*GOAL*.
Every record here needs to be written out again exactly.

(Named object pointing entries)
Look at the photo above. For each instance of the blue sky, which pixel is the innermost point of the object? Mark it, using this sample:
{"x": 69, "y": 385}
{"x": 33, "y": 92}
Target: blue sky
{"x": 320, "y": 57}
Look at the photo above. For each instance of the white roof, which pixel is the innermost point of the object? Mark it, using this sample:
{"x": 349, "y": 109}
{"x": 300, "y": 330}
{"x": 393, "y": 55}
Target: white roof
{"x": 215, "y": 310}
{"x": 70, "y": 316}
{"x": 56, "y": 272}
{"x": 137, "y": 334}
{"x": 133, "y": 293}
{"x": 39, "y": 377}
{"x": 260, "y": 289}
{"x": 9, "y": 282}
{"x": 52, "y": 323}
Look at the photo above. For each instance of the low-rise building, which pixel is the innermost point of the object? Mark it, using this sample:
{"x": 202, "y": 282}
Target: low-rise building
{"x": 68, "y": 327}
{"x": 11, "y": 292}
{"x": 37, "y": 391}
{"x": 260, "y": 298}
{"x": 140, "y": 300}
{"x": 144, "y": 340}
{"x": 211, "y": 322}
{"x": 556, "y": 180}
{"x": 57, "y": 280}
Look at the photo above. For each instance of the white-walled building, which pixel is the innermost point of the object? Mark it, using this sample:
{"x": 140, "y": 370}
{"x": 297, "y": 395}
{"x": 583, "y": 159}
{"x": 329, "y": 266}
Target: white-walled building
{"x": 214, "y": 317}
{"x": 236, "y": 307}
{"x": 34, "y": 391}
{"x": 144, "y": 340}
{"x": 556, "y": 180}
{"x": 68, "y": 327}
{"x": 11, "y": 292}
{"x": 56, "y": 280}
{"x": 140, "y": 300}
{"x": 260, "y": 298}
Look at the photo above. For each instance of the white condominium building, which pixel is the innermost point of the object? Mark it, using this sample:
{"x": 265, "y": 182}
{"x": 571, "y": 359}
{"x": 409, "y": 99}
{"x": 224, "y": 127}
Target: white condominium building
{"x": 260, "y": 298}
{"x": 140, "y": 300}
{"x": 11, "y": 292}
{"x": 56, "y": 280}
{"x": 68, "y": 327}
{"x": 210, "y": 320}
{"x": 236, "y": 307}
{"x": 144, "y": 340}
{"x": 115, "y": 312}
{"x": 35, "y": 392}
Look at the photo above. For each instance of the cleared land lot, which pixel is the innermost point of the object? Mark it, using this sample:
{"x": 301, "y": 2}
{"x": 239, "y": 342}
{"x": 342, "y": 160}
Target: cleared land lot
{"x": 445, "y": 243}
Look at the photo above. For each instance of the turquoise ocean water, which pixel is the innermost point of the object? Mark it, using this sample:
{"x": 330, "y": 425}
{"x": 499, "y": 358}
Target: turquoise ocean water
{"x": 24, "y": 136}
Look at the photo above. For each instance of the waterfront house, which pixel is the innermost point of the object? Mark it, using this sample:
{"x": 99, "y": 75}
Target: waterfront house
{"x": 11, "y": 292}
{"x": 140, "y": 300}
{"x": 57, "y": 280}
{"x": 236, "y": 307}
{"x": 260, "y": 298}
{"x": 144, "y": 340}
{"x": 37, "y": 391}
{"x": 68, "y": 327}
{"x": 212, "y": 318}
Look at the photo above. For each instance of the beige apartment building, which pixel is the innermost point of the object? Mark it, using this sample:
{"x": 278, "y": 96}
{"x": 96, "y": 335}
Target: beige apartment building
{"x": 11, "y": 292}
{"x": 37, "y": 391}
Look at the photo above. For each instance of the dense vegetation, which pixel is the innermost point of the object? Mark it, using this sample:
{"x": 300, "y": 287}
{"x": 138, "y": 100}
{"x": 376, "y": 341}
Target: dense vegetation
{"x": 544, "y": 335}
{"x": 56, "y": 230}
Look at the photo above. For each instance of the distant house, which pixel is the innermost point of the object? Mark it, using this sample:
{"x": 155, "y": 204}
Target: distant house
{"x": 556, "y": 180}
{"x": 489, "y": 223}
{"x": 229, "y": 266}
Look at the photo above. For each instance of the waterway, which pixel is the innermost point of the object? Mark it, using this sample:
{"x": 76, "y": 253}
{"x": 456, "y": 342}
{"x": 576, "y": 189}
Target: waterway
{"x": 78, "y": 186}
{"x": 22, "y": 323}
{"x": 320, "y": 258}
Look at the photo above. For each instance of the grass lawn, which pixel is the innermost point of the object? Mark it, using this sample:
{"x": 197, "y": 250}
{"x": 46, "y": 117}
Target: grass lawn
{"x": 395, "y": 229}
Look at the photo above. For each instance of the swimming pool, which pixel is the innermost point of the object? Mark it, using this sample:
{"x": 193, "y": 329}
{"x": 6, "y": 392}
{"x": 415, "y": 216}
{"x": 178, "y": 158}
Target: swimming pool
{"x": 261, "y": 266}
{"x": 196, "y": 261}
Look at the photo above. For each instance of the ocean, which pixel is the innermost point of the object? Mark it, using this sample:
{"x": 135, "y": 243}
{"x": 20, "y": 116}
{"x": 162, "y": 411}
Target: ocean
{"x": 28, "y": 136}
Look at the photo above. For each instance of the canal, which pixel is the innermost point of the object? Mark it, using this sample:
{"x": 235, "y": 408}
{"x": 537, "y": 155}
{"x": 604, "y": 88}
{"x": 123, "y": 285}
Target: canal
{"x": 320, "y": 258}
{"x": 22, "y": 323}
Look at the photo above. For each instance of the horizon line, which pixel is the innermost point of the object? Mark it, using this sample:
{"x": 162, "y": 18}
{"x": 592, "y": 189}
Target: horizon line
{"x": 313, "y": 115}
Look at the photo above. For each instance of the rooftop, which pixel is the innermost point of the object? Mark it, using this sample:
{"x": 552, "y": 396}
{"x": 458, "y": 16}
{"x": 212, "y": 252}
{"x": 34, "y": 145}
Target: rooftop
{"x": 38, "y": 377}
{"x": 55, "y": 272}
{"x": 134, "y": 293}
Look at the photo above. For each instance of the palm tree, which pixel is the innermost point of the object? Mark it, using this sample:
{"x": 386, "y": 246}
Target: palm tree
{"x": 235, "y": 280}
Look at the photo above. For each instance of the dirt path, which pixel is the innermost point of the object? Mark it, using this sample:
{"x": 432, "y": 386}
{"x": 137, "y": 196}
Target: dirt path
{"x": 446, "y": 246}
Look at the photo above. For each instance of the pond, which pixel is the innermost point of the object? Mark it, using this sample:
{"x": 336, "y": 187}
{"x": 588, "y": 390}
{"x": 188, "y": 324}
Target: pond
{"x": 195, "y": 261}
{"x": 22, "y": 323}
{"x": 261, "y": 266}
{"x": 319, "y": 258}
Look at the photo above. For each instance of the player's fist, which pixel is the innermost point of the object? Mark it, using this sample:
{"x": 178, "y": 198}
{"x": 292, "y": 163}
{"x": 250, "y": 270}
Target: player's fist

*EXPECTED OUTPUT*.
Look at the photo above. For each instance of the blue sky, which pixel is the innermost point of the object? Mark it, using this sample:
{"x": 69, "y": 385}
{"x": 33, "y": 92}
Target: blue sky
{"x": 320, "y": 57}
Look at the photo above. For each instance of the white roof, which pixel is the innermost point of the object? Mark it, using this sample:
{"x": 349, "y": 109}
{"x": 300, "y": 330}
{"x": 393, "y": 55}
Target: white roof
{"x": 215, "y": 310}
{"x": 70, "y": 316}
{"x": 56, "y": 272}
{"x": 137, "y": 334}
{"x": 133, "y": 293}
{"x": 39, "y": 377}
{"x": 260, "y": 289}
{"x": 9, "y": 282}
{"x": 52, "y": 323}
Look at the photo above. For each instance of the low-rise building, which pixel is the innermost point of the object? Mark it, using this sample:
{"x": 202, "y": 282}
Target: low-rise building
{"x": 68, "y": 327}
{"x": 11, "y": 292}
{"x": 37, "y": 391}
{"x": 260, "y": 298}
{"x": 140, "y": 300}
{"x": 144, "y": 340}
{"x": 211, "y": 322}
{"x": 556, "y": 180}
{"x": 57, "y": 280}
Look at the photo above. For each instance of the white-walled building, which pixel is the innermost point of the object? Mark it, using this sample:
{"x": 140, "y": 370}
{"x": 297, "y": 395}
{"x": 583, "y": 159}
{"x": 329, "y": 266}
Target: white-walled building
{"x": 214, "y": 317}
{"x": 236, "y": 307}
{"x": 34, "y": 391}
{"x": 144, "y": 340}
{"x": 556, "y": 180}
{"x": 68, "y": 327}
{"x": 11, "y": 292}
{"x": 56, "y": 280}
{"x": 140, "y": 300}
{"x": 260, "y": 298}
Look at the photo above. For each instance of the white condominium building, which pixel is the innermost point of the object? Mark it, using this sample:
{"x": 265, "y": 182}
{"x": 571, "y": 359}
{"x": 409, "y": 99}
{"x": 224, "y": 127}
Target: white condominium building
{"x": 260, "y": 298}
{"x": 140, "y": 300}
{"x": 11, "y": 292}
{"x": 56, "y": 280}
{"x": 68, "y": 327}
{"x": 210, "y": 320}
{"x": 236, "y": 307}
{"x": 144, "y": 340}
{"x": 115, "y": 312}
{"x": 35, "y": 392}
Look at the photo above. For each instance of the cleared land lot, which pixel is the innermost point of the object? Mark it, using this sample:
{"x": 301, "y": 2}
{"x": 239, "y": 342}
{"x": 342, "y": 160}
Target: cleared land lot
{"x": 445, "y": 243}
Look at the photo above. For each instance of the turquoise ocean water, which pixel is the innermost point of the object? Mark it, using this sample:
{"x": 330, "y": 425}
{"x": 499, "y": 358}
Target: turquoise ocean water
{"x": 24, "y": 136}
Look at the photo above. For each instance of the waterfront house, which pixel is the innermost point of the object? Mark it, using this sample:
{"x": 99, "y": 75}
Target: waterfront house
{"x": 11, "y": 292}
{"x": 140, "y": 300}
{"x": 57, "y": 280}
{"x": 236, "y": 307}
{"x": 260, "y": 298}
{"x": 144, "y": 340}
{"x": 37, "y": 391}
{"x": 68, "y": 327}
{"x": 212, "y": 318}
Look at the photo above. For each instance of the beige apartment building, which pixel is the innermost point of the object? Mark it, using this sample:
{"x": 278, "y": 96}
{"x": 96, "y": 335}
Target: beige apartment building
{"x": 11, "y": 292}
{"x": 37, "y": 391}
Look at the photo above. For each instance of the dense vegetation, which pixel is the innermost point of the object? Mark it, using this sample:
{"x": 300, "y": 287}
{"x": 138, "y": 100}
{"x": 376, "y": 341}
Target: dense vegetation
{"x": 544, "y": 335}
{"x": 56, "y": 230}
Look at the photo above. For each instance of the distant house, which pixel is the innermost point of the object? Mark it, using this sample:
{"x": 155, "y": 204}
Target: distant house
{"x": 556, "y": 180}
{"x": 489, "y": 223}
{"x": 229, "y": 266}
Look at the photo above. For each instance of the waterway, which pixel is the innermost point of the object? Mark it, using this sample:
{"x": 76, "y": 253}
{"x": 456, "y": 342}
{"x": 576, "y": 189}
Target: waterway
{"x": 78, "y": 186}
{"x": 22, "y": 323}
{"x": 320, "y": 258}
Look at the photo above. For each instance of the grass lawn, which pixel is the innermost point of the object? Mark it, using this sample:
{"x": 197, "y": 250}
{"x": 46, "y": 117}
Target: grass lawn
{"x": 395, "y": 229}
Look at the photo above. For each instance of the swimming pool, which pixel is the innermost point of the object? Mark it, using this sample:
{"x": 193, "y": 329}
{"x": 6, "y": 392}
{"x": 415, "y": 216}
{"x": 178, "y": 158}
Target: swimming pool
{"x": 261, "y": 266}
{"x": 196, "y": 261}
Look at the photo above. For each instance of the ocean, which pixel is the innermost point of the object? Mark it, using this sample:
{"x": 135, "y": 243}
{"x": 20, "y": 116}
{"x": 162, "y": 411}
Target: ocean
{"x": 28, "y": 136}
Look at the photo above. For each instance of the canal, which pixel is the innermost point of the object? Mark it, using this sample:
{"x": 235, "y": 408}
{"x": 537, "y": 155}
{"x": 604, "y": 88}
{"x": 123, "y": 285}
Target: canal
{"x": 320, "y": 258}
{"x": 22, "y": 323}
Look at the photo above. For each instance of the horizon line, which pixel is the innermost point of the object? Mark it, using this sample:
{"x": 162, "y": 18}
{"x": 592, "y": 189}
Target: horizon line
{"x": 313, "y": 115}
Look at the photo above. For each instance of the rooftop, which pixel is the innermost point of the object? Mark it, using this sample:
{"x": 552, "y": 396}
{"x": 458, "y": 16}
{"x": 212, "y": 252}
{"x": 34, "y": 145}
Target: rooftop
{"x": 38, "y": 377}
{"x": 55, "y": 272}
{"x": 134, "y": 293}
Look at the photo above. For each instance of the palm tree, which pixel is the innermost point of the object? Mark it, using this sample:
{"x": 386, "y": 246}
Target: palm tree
{"x": 235, "y": 280}
Look at the photo above. For each instance of the dirt path, which pixel is the innermost point of the object? Mark it, using this sample:
{"x": 432, "y": 386}
{"x": 137, "y": 196}
Target: dirt path
{"x": 446, "y": 246}
Look at the photo above. For each instance of the pond, which pixel is the innermost point of the object? Mark it, using this sample:
{"x": 336, "y": 187}
{"x": 588, "y": 390}
{"x": 188, "y": 324}
Target: pond
{"x": 195, "y": 261}
{"x": 22, "y": 323}
{"x": 261, "y": 266}
{"x": 319, "y": 258}
Look at the photo above. For each instance of the player's fist, which pixel is the innermost point of the object? Mark it, using this sample:
{"x": 178, "y": 198}
{"x": 292, "y": 163}
{"x": 250, "y": 270}
Target: player's fist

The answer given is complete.